Exercise
Reproduce the passage of the article on ministers and depression from "Counseling professionals know" up to and including "related to depression.", without altering a word.

Selected passage
::::

Across this state, ministers are smiling on the outside while withering inside. Many don’t know what to call what they’re experiencing. They struggle even to put it into words.
Counseling professionals know precisely what to call it: depression. Research indicates as much as 68 percent of ministers are dealing with symptoms related to depression.
Ministers and depression has been the topic of increased discussion in recent months following the suicide of the son of Rick Warren, possibly the nation’s most prominent evangelical leader. Warren indicated his son battled depression. The pastor and his wife also have admitted to struggling with depression. In recent years, Texas Baptist life has been dotted with ministers who have committed suicide following extended bouts with depression.
Ministers help others through trying situations daily, whether it’s marital strife, financial struggles, addiction issues or a variety of other troubles, noted Katie Swafford, director of Texas Baptists Counseling Services. It’s easy for them to begin taking on the weight of those problems without realizing it.
The situation is compounded by the nature and perception of serving as a minister, Swafford noted. Church staff members sense that people want to believe their spiritual leaders have all the answers and have their lives together.
“Ministers get depressed for a variety of reasons,” Swafford said. “It could be long hours, periods of high stress, family issues or the emotional toll of serving. They’re susceptible to the same pressures as the rest of us.”
Kelly Petty, whose husband John Petty, former chairman of the Baptist General Convention of Texas Executive Board, struggled with depression for a number of years. In 2011, the senior pastor of Trinity Baptist Church in Kerrville took his life.
“It’s a dark terror of a disease rising to epidemic proportions in our country she said. “I believe it’s one of the most common emotional problems in America and it must be addressed by people worldwide.”

::::

Raw data

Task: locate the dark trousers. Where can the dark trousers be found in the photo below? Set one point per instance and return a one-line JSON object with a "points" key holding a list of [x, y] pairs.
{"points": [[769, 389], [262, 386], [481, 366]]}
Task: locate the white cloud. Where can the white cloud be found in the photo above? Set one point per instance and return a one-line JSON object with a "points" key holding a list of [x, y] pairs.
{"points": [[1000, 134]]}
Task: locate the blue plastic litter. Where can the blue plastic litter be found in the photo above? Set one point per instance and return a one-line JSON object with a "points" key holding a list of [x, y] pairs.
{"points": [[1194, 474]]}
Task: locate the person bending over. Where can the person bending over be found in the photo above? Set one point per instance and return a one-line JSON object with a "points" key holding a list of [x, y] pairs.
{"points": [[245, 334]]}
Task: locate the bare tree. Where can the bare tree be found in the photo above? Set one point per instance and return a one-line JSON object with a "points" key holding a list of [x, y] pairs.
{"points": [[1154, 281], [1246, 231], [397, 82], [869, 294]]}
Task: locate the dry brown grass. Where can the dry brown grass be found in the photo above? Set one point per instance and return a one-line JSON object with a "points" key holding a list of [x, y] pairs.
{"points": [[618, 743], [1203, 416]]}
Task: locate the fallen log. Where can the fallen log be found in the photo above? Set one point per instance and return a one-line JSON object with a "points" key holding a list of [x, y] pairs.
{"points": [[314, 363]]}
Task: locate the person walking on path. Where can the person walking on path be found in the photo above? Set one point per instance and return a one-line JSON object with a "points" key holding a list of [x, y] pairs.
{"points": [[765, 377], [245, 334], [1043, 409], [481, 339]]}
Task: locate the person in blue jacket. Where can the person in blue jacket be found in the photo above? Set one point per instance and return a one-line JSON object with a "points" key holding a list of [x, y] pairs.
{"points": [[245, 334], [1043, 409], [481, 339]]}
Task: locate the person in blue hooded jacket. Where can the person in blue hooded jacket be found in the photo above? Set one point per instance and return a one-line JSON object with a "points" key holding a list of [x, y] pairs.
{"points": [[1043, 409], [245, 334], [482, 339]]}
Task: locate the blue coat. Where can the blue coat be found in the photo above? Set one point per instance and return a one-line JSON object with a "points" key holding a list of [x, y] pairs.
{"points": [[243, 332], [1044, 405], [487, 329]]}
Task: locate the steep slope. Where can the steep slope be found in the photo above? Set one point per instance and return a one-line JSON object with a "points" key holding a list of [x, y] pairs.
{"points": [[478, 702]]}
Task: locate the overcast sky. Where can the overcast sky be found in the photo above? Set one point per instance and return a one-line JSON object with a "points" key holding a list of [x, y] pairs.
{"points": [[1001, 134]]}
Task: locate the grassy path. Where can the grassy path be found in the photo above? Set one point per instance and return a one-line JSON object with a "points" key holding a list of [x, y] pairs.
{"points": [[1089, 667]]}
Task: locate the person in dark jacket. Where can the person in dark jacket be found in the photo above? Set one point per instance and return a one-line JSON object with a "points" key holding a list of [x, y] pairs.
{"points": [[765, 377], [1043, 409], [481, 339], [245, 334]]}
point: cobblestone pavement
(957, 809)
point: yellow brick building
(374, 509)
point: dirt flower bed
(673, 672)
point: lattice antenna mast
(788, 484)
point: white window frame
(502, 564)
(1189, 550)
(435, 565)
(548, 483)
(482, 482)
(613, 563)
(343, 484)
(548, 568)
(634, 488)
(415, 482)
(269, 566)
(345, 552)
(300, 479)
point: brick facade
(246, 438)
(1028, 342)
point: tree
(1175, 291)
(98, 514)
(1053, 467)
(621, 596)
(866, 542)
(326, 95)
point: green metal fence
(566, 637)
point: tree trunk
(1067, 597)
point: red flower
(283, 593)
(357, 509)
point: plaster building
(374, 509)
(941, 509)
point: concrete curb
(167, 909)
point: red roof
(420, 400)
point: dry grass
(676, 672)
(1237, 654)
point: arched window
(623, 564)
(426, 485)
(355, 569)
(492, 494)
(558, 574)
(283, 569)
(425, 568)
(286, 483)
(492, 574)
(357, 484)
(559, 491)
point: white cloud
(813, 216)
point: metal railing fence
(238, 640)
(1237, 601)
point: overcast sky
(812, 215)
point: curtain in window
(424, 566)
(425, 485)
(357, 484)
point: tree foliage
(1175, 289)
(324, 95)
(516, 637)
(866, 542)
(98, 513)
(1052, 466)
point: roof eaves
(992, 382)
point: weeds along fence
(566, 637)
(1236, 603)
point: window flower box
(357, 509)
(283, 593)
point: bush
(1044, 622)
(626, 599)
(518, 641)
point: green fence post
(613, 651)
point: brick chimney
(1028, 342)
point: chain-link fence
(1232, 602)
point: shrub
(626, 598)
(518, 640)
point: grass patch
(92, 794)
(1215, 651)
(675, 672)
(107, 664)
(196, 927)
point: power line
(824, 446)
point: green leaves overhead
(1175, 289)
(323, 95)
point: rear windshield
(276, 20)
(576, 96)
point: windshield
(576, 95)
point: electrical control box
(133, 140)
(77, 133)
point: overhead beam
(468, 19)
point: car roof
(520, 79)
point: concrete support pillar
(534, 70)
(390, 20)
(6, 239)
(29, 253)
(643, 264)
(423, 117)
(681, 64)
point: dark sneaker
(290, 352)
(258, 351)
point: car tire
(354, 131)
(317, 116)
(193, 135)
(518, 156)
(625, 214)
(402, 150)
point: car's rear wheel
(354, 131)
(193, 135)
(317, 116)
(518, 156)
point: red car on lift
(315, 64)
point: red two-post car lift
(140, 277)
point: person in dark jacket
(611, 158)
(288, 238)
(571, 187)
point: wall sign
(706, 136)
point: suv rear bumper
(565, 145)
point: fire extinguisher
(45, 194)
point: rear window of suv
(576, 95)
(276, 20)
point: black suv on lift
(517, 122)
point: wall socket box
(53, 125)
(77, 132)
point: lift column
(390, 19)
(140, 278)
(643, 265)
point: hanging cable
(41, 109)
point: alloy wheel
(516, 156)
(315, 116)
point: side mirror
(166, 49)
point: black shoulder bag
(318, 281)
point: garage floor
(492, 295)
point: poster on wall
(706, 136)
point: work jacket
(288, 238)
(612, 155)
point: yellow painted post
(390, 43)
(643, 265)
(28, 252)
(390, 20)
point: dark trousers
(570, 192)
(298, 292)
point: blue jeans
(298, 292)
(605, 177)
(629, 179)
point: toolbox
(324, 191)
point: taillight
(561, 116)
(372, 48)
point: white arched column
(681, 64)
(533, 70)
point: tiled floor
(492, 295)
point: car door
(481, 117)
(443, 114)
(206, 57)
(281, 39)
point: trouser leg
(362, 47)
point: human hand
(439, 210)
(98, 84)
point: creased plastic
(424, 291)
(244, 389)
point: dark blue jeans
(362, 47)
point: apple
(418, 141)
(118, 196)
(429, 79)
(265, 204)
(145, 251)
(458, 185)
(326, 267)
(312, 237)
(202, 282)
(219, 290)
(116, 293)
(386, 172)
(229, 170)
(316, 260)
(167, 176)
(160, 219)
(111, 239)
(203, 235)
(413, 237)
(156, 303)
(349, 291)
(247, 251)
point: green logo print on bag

::::

Output
Counseling professionals know precisely what to call it: depression. Research indicates as much as 68 percent of ministers are dealing with symptoms related to depression.